Abstracts
1997/26 

Cancer and medical treatment 
In its last issue Replika launched a new column in which interesting persons talk about the questions they are preoccupied with. The current issue presents a deeply touching monologue. One of our colleagues, who has died in a metastatic uterine tumor, tells the three-year story of her medical treatment. The monologue was recorded few months before her death. As a sociologist of health she gives a penetrating critique of the contemporary Hungarian health-care system, focusing, primarily, on the power structures within the gyneacological departments and the communication patterns between doctors and patients. She also talks about the hopeless struggle of patient organizations against the deficiencies of the institutionalized medical practice in Hungary.

• [PROBLEMS TO WORK ON]:
[1] Revise the abstract from "Cancer and medical" through "practice in Hungary.", inclusive, changing every instance of "monologue" to "testimony".
[2] Answer these questions using the abstract:
(a) What illness did the colleague die of?
(b) How many years of medical treatment does her story cover?
(c) When was the monologue recorded?
The rows that follow this abstract have no connection to it.

• [DATA SUPPLIED]:
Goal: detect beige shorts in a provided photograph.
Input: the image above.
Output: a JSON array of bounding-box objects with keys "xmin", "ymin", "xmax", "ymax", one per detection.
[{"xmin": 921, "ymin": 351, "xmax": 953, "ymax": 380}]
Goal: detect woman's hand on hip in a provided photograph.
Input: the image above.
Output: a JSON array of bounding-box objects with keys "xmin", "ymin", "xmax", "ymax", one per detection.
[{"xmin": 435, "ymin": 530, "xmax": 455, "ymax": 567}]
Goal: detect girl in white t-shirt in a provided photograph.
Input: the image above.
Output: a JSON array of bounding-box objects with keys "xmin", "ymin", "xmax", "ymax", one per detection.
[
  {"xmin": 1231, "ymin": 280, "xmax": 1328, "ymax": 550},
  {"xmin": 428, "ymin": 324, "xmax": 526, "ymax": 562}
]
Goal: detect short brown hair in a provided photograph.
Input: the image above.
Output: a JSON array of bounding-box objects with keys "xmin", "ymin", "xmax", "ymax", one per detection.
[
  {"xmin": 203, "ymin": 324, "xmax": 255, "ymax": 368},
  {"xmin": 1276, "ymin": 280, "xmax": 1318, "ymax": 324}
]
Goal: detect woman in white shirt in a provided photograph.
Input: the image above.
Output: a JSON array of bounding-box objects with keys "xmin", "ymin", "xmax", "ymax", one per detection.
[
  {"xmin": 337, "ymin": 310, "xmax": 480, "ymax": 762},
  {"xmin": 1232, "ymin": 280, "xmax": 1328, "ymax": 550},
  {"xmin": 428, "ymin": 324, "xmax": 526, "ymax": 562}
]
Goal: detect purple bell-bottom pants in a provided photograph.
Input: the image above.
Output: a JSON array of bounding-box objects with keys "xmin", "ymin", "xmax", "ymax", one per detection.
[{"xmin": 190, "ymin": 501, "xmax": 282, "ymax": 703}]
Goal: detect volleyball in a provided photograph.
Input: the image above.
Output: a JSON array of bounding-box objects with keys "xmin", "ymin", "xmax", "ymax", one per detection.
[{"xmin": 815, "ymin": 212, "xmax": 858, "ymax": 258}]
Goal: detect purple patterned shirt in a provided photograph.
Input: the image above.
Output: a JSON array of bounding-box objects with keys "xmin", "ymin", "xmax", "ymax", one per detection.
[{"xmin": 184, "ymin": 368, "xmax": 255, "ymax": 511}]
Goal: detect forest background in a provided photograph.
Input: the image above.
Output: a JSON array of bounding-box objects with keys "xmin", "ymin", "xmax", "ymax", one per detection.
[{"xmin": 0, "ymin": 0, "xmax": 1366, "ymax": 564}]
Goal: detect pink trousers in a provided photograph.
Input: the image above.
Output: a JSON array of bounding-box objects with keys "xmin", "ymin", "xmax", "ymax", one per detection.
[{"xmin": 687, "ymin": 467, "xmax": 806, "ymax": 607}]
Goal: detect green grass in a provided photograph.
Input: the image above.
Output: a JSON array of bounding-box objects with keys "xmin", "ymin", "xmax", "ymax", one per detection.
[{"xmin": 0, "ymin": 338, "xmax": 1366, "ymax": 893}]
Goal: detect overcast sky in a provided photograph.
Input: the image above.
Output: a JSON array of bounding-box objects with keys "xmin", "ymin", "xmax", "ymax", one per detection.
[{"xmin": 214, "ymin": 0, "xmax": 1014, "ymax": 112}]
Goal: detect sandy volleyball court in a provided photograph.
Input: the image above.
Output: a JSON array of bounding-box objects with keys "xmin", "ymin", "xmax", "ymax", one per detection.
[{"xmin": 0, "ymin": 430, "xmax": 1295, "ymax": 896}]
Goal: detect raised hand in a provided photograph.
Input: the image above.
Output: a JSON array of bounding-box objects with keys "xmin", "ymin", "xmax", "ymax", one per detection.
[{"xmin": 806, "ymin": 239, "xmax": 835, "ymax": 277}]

• [ANSWERS BY TASK]:
[1]
Cancer and medical treatment 
In its last issue Replika launched a new column in which interesting persons talk about the questions they are preoccupied with. The current issue presents a deeply touching testimony. One of our colleagues, who has died in a metastatic uterine tumor, tells the three-year story of her medical treatment. The testimony was recorded few months before her death. As a sociologist of health she gives a penetrating critique of the contemporary Hungarian health-care system, focusing, primarily, on the power structures within the gyneacological departments and the communication patterns between doctors and patients. She also talks about the hopeless struggle of patient organizations against the deficiencies of the institutionalized medical practice in Hungary.

[2]
(a) A metastatic uterine tumor.
(b) Three years.
(c) A few months before her death.